[Position annotation records]
◇ ◇ ◇ ◇

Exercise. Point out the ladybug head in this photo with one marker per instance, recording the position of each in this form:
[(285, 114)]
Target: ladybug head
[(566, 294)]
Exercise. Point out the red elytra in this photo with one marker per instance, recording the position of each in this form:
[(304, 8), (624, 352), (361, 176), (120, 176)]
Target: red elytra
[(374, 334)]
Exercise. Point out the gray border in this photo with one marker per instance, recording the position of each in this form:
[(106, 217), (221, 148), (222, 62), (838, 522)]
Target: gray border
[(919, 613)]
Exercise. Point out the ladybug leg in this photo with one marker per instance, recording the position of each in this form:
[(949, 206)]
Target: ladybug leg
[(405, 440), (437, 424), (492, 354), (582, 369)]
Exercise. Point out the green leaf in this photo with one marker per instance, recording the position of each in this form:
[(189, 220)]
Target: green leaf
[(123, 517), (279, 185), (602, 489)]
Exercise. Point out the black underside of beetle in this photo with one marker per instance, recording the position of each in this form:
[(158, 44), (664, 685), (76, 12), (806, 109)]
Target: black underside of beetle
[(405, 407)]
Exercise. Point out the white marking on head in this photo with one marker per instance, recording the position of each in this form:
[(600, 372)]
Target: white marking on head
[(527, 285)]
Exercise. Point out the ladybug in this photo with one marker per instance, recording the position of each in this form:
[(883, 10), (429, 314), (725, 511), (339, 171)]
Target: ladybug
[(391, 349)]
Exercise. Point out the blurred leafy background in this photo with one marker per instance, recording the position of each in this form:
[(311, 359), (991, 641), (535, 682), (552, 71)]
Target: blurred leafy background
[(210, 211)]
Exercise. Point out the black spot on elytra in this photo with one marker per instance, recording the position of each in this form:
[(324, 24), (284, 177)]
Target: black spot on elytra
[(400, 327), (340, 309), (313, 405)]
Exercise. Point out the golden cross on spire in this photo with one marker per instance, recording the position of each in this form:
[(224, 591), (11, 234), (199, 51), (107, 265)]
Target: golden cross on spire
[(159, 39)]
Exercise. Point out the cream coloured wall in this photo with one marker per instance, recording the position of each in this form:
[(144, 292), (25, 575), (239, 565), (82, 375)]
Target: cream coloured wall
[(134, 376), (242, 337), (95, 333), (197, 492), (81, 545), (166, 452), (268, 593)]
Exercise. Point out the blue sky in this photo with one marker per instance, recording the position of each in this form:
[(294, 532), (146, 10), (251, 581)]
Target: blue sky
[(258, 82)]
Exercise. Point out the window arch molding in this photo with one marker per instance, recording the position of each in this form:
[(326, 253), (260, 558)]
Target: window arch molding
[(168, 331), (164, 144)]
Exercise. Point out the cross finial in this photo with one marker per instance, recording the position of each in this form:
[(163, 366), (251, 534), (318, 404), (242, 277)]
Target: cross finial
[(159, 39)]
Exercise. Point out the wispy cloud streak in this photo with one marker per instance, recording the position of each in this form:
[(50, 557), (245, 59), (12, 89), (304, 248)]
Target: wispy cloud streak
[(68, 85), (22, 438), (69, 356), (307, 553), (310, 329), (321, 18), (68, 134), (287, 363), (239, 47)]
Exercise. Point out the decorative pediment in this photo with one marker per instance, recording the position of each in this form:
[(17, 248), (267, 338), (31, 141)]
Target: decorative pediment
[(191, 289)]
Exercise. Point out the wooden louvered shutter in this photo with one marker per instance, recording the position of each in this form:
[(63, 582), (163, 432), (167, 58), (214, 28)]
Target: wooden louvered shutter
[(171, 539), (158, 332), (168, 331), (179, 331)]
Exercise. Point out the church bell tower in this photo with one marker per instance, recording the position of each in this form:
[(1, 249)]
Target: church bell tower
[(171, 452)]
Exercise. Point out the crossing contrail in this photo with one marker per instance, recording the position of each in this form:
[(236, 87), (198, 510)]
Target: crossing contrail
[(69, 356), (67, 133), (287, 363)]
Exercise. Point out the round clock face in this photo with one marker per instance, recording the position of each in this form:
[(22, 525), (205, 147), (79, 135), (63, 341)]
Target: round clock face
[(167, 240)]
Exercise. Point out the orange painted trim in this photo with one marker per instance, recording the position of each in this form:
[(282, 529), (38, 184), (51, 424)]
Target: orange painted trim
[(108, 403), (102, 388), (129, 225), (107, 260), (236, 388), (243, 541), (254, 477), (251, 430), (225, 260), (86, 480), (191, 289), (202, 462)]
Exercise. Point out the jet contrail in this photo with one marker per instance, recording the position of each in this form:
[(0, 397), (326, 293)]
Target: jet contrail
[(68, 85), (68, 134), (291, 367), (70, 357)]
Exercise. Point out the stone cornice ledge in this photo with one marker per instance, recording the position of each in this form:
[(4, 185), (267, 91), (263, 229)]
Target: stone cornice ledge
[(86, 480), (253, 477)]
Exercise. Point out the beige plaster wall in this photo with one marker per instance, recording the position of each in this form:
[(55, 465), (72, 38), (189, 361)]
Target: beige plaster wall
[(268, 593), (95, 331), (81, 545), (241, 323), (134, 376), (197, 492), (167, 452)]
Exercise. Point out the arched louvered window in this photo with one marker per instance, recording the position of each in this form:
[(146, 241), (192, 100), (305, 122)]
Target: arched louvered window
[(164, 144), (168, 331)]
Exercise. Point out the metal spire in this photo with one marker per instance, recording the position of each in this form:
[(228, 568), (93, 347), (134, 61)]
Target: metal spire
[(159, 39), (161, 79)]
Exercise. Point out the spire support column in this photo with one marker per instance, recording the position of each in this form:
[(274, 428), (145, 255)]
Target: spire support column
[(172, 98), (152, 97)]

◇ ◇ ◇ ◇

▶ **What you are asked to do**
Reproduce each of the items above line for line, with no changes.

▶ **Answer below**
Exercise. Point out the ladybug head in this photo with one marker per instance, recording the position of each in this form:
[(285, 114)]
Target: ladybug head
[(566, 294)]
Exercise. Point out the red elytra in this photo with one marker per instance, recording the position of each in this form:
[(304, 8), (624, 352), (361, 176), (120, 176)]
Target: red elytra
[(374, 334)]
Exercise. Point out the gray border in this photo with one marker per instance, recording the position of each in this form:
[(106, 217), (221, 148), (222, 62), (838, 522)]
Target: gray border
[(919, 613)]
Exercise. Point out the ladybug leg in this photo with one marker per instance, recording the position of each in this form:
[(949, 206)]
Target: ladybug leg
[(405, 440), (437, 424), (492, 354), (582, 369)]
Exercise. Point out the green leaf in this photo with one marker per instance, recording the position of each in this form:
[(189, 220)]
Target: green leaf
[(123, 517), (279, 185), (602, 489)]
Exercise. Point out the black underside of beetle in this photo with one marker per instance, recording the position of each in this form:
[(158, 44), (664, 685), (76, 12), (806, 109)]
Target: black underside of beetle
[(405, 407)]
Exercise. Point out the white marking on head in this photo with one marker per instance, recording the position of each in this form:
[(600, 372)]
Target: white marking on head
[(527, 285)]
Exercise. Point out the ladybug in this photo with one marker per instance, recording the position of each in this form:
[(883, 10), (429, 314), (725, 511), (339, 171)]
Target: ladybug
[(391, 349)]
Exercise. Point out the blurred leafy background in this photo with one marker per instance, recording the position of each in this form:
[(311, 359), (991, 641), (535, 682), (552, 71)]
Target: blurred leafy background
[(210, 211)]
Exercise. Point out the black spot on elytra in this photo with one marker per instance, recording the position of each in this form:
[(324, 24), (284, 177)]
Target: black spot on elytra
[(400, 327), (340, 309), (313, 405)]
Exercise. Point out the golden cross on spire in this photo with one marker per instance, recording the position of each in this form:
[(224, 591), (11, 234), (199, 51), (107, 265)]
Target: golden cross on spire
[(159, 39)]
Exercise. Point out the cream coloured wall in this photo with one marker per instance, recording the position of each in this form:
[(144, 292), (25, 575), (239, 565), (82, 375)]
Target: cream coloured wall
[(134, 376), (242, 337), (95, 333), (197, 492), (81, 545), (166, 452), (268, 593)]
Exercise. Point out the blue sky in this photo with one marker per instance, recording the position of each in this form:
[(294, 532), (146, 10), (251, 581)]
Target: blue sky
[(258, 82)]
Exercise. Point out the window arch molding in this photo with one marker per instance, recording the position of each in this form:
[(326, 253), (260, 558)]
Target: window arch molding
[(168, 331), (164, 144)]
Exercise. Point out the cross finial in this photo with one marker per instance, recording the position of each in this form:
[(163, 366), (251, 534), (318, 404), (242, 277)]
Target: cross finial
[(159, 39)]
Exercise. Point out the wispy cloud streak in this photo with one marker per instance, recording the position of each in this form:
[(50, 557), (245, 59), (12, 89), (304, 248)]
Target: wispy cloud streak
[(68, 85), (22, 438), (69, 356), (307, 553), (310, 329), (321, 18), (68, 134), (287, 363), (239, 47)]
Exercise. Point out the decorative pediment in this photo with one marker per instance, recording the position of each in this form:
[(17, 248), (267, 338), (31, 141)]
Target: decorative pediment
[(191, 289)]
Exercise. Point out the wooden louvered shutter in this photo with one marker per instance, recording the position of each in this form:
[(63, 582), (163, 432), (167, 58), (214, 28)]
Target: wooden louvered shutter
[(171, 539), (158, 332), (168, 331), (179, 331)]
Exercise. Point out the church bell tower in this photo with one marker per instance, recording the position of each in this form:
[(1, 249)]
Target: church bell tower
[(171, 452)]
Exercise. Point out the crossing contrail in this photo with one marker per instance, recording the position of each in this form:
[(236, 87), (198, 510)]
Target: crossing contrail
[(69, 356), (67, 133), (287, 363)]
Exercise. Point out the round clock face in this photo with one marker per instance, recording the position of each in this form:
[(22, 525), (205, 147), (79, 135), (63, 341)]
Target: round clock face
[(167, 240)]
Exercise. Point out the orange painted trim in this photo with one marker per instance, recording the position of each in this form:
[(282, 529), (38, 184), (51, 424)]
Target: orange painted trim
[(108, 403), (102, 388), (129, 225), (107, 260), (236, 388), (243, 541), (254, 477), (251, 430), (225, 260), (86, 480), (191, 289), (202, 462)]
Exercise. Point out the jet contrail in this photo with one marker per instance, recording the position of each in this form:
[(0, 397), (326, 293)]
Target: jet contrail
[(68, 85), (68, 134), (291, 367), (70, 357)]
Exercise. Point out the stone cornice ledge in this photo with one marker per instance, recording the position of each in this form:
[(4, 185), (267, 91), (263, 229)]
Target: stone cornice ledge
[(86, 480), (253, 477)]
Exercise. Point out the beige plaster wall in this photo with one marker per instance, recording the position of each in this form:
[(55, 465), (72, 38), (189, 361)]
Target: beige plaster wall
[(268, 593), (95, 331), (81, 545), (241, 323), (134, 376), (197, 492), (167, 452)]
Exercise. Point out the arched louvered window in this photo with one marker per instance, recording the position of each in this form:
[(146, 241), (192, 100), (305, 122)]
Target: arched louvered window
[(164, 144), (168, 331)]
Exercise. Point out the metal spire in this photo with one marker per instance, recording the position of each in this form:
[(228, 568), (93, 347), (134, 61)]
Target: metal spire
[(159, 39), (161, 79)]
Exercise. Point out the spire support column in this photo with one marker per instance, recording the position of each in this form:
[(274, 428), (145, 255)]
Target: spire support column
[(172, 98), (152, 97)]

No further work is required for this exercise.